▶ **Problem to work on**
Among the entries below, find every line that contains the string "wheel", then copy it.

===== Input data

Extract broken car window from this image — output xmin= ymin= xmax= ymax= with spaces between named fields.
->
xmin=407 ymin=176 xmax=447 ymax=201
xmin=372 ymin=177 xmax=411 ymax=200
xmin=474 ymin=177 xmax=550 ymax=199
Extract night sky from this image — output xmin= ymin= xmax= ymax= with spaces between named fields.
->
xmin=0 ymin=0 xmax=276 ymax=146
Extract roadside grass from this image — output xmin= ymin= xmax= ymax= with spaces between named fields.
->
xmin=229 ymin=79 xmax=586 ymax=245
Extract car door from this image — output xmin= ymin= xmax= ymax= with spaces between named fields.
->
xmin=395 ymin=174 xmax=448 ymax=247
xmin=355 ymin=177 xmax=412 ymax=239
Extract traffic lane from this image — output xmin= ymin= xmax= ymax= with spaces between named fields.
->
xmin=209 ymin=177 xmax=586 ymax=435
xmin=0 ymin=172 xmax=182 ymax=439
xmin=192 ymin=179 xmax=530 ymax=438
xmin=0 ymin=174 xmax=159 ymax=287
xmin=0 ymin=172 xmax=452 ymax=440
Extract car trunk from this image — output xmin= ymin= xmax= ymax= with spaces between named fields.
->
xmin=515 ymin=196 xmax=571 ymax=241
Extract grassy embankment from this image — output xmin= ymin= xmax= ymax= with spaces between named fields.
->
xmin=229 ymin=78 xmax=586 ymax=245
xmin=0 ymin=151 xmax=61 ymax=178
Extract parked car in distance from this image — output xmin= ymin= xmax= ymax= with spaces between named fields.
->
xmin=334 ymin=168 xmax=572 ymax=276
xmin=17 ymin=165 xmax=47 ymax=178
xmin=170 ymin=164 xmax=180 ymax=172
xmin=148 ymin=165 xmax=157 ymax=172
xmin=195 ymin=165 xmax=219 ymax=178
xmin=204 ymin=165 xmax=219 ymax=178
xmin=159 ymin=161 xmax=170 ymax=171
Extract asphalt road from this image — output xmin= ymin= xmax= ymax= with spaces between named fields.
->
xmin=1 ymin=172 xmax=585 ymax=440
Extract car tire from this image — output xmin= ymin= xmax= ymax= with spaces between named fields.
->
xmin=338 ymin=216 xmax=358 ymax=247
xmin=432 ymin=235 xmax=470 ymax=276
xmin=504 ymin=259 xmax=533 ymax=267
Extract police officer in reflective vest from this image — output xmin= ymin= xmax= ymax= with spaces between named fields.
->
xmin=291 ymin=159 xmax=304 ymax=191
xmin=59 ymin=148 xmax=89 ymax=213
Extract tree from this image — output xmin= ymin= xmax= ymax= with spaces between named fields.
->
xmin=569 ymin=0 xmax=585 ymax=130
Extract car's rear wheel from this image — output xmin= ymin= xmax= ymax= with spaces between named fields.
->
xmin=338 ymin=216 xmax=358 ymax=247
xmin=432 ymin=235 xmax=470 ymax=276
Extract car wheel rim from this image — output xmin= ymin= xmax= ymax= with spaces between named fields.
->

==========

▶ **Solution for this problem**
Extract car's rear wheel from this image — output xmin= ymin= xmax= ymax= with spaces between named fields.
Extract car wheel rim from this image — output xmin= ymin= xmax= ymax= with spaces between named fields.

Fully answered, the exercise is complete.